> **REQUIRED ACTION**: Please give back each line below unchanged; none of the pictures should appear.

Natural-language object grounding data:
□ □ □ □
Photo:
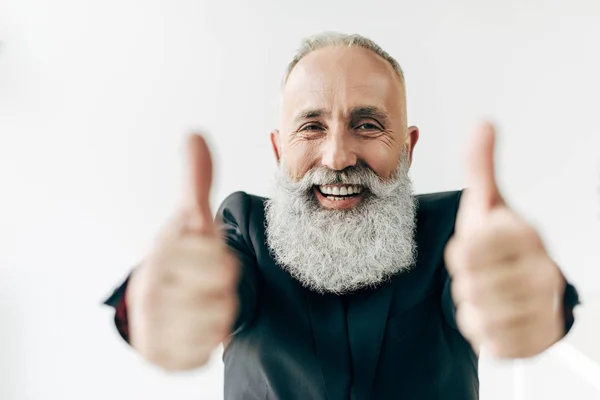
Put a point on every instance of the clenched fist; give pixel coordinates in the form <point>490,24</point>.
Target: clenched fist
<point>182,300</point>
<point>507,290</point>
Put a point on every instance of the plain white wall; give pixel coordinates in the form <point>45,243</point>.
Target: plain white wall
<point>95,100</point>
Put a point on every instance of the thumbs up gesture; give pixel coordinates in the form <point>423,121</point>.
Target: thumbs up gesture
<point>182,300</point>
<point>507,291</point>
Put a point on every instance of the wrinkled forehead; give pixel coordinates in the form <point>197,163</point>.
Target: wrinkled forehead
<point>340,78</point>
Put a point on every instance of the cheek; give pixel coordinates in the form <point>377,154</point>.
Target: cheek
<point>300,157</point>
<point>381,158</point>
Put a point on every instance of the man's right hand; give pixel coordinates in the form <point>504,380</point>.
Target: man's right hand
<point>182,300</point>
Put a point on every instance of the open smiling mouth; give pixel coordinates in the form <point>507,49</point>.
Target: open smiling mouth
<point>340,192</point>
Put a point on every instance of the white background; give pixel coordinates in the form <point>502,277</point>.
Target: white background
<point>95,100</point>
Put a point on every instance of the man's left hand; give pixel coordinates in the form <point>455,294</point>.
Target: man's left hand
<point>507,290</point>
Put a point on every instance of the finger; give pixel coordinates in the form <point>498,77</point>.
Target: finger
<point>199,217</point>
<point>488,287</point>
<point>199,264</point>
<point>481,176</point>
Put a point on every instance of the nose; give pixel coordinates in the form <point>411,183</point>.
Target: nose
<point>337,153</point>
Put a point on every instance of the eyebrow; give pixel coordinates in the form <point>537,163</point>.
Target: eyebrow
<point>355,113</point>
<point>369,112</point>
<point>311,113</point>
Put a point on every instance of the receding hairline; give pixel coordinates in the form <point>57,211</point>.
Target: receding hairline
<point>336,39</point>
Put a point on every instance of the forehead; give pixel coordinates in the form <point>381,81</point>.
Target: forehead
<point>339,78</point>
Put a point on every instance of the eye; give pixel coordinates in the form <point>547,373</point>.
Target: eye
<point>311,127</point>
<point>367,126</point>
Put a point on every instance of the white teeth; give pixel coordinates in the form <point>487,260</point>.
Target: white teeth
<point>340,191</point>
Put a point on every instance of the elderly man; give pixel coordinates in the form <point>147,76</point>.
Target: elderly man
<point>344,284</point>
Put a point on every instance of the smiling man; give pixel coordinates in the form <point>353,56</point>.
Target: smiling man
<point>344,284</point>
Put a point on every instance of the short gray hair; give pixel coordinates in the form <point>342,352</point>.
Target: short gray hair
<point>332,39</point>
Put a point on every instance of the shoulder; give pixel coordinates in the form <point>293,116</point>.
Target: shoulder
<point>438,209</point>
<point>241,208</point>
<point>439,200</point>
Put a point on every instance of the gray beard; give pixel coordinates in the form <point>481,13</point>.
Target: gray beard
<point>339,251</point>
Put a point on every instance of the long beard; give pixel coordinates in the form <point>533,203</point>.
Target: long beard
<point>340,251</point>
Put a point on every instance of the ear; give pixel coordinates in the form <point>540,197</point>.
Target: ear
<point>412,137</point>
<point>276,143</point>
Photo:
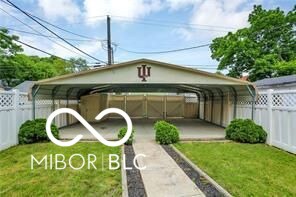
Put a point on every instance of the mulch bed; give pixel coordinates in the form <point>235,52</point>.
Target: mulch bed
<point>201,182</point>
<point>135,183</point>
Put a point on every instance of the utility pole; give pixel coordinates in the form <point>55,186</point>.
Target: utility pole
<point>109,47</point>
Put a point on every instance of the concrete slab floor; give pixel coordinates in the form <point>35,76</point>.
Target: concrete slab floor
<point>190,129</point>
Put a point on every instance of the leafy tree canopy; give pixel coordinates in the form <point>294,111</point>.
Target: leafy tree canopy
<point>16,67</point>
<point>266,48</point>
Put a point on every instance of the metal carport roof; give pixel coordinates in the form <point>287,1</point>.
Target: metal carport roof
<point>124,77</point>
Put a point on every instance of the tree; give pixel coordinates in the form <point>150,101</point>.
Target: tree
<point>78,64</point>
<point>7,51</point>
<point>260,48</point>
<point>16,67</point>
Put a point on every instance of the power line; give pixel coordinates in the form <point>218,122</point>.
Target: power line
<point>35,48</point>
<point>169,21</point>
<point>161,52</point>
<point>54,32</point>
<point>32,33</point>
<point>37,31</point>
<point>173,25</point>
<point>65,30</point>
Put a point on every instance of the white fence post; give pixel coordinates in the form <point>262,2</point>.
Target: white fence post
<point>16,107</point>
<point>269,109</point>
□ □ □ □
> **WORKED SOLUTION**:
Photo:
Put a point on every instance of the clenched fist; give pixel coordinates in the form <point>490,24</point>.
Target: clenched fist
<point>182,300</point>
<point>507,290</point>
Put a point on every instance of the plain white wall; give pixel coordinates in the form <point>45,243</point>.
Target: plain white wall
<point>95,100</point>
Put a point on every instance of the thumbs up gesture; give pixel coordinates in the form <point>423,121</point>.
Target: thumbs up gesture
<point>182,300</point>
<point>507,291</point>
Put a point on every instance of the wrinkled forehead; give pixel coordinates in the form <point>197,163</point>.
Target: wrinkled forehead
<point>340,78</point>
Put a point on every instance of the cheek; give pixel coordinates in the form <point>377,154</point>.
Target: cheek
<point>300,157</point>
<point>381,158</point>
Put a point on every instance of the man's right hand; give pixel coordinates in the form <point>504,380</point>.
Target: man's right hand
<point>182,300</point>
Put a point on every instance of the open smiling mouth; give pixel coordinates in the form <point>507,49</point>.
Target: open smiling mouth
<point>340,192</point>
Put a point on every instance of the white background; give pixel coordinates in the form <point>502,277</point>.
Target: white background
<point>95,100</point>
Put a point on every instance of the man's left hand; give pixel coordinates in the form <point>455,294</point>.
Target: man's left hand
<point>507,290</point>
Put a point on every instance of the finger; give pixel coordinates in the form <point>498,77</point>.
Target: finger
<point>199,217</point>
<point>488,287</point>
<point>199,264</point>
<point>481,176</point>
Put a point on every instance of the nose; give pixel coordinates in the form <point>411,183</point>.
Target: nose
<point>337,153</point>
Put a point on every instance of the eyebrow; give pixel coordinates in the form <point>537,163</point>.
Target: eyebrow
<point>355,113</point>
<point>369,112</point>
<point>311,113</point>
Put a point on every instance of the receding hairline; give pixel coordinates in the form <point>57,211</point>.
Target: receding hairline
<point>336,39</point>
Put a point on every instance of the forehead; give pixel coordinates in the form <point>381,81</point>.
Target: forehead
<point>339,78</point>
Put a point on every instance of the eye; give pixel coordinates in the form <point>547,373</point>.
Target: eye
<point>311,127</point>
<point>367,126</point>
Put a point on every instance of the white teeth; give pixel coordinates in the form <point>487,260</point>.
Target: white teeth
<point>340,191</point>
Put a point on every instance of the elderly man; give pixel coordinates in the form <point>147,76</point>.
Target: elderly man
<point>344,284</point>
Put a point on every instance of the smiling man; give pixel coordinates in the form <point>353,56</point>.
Target: smiling man
<point>344,284</point>
Put a point on every instance of the short gray hair; give pixel coordinates in the form <point>342,352</point>.
Target: short gray hair
<point>332,39</point>
Put a point on every instance of the shoulder; give pixel coordinates in the form <point>293,116</point>.
Target: shoulder
<point>438,209</point>
<point>241,208</point>
<point>439,200</point>
Put a point on every instance of the gray beard; give pixel coordinates in the form <point>481,13</point>.
Target: gray beard
<point>339,251</point>
Put a point on every instance of the long beard; give pixel coordinates in the form <point>533,203</point>.
Target: long beard
<point>340,251</point>
Put a point on every instance of the ear; give pixel coordinates in the form <point>540,197</point>.
Target: ear
<point>412,137</point>
<point>276,143</point>
Photo:
Put a point on every instance of the mulch bed; give pixel coordinates in the form <point>235,52</point>.
Target: mulch bed
<point>201,182</point>
<point>135,183</point>
Put a point on every instance of the utility pole; give pixel coordinates in the form <point>55,186</point>.
Target: utility pole
<point>109,47</point>
Put a point on every instance of the concrete slab floor; give pixel coordinates in the form <point>35,76</point>.
Target: concrete slab floor
<point>190,129</point>
Put a point on every instance of the leafy tree canopy; give pixel coordinates in the form <point>294,111</point>.
Target: leafy tree canopy
<point>16,67</point>
<point>266,48</point>
Put a point on every instance of the metal carport roof; give pixel coordinates in the form <point>287,1</point>.
Target: metal carport roof
<point>124,77</point>
Put a point on every instance of the tree; give pixel coordinates in the form <point>150,101</point>.
Target: tree
<point>78,64</point>
<point>7,51</point>
<point>260,48</point>
<point>16,67</point>
Put a point on every instance of the power line; give pixel coordinates in the form <point>218,122</point>.
Target: power line
<point>35,48</point>
<point>169,21</point>
<point>161,52</point>
<point>54,32</point>
<point>32,33</point>
<point>37,31</point>
<point>173,25</point>
<point>65,30</point>
Put a point on every instance of the white fence post; give pixel coordinates in the form <point>262,2</point>.
Target: white fence post
<point>16,107</point>
<point>269,109</point>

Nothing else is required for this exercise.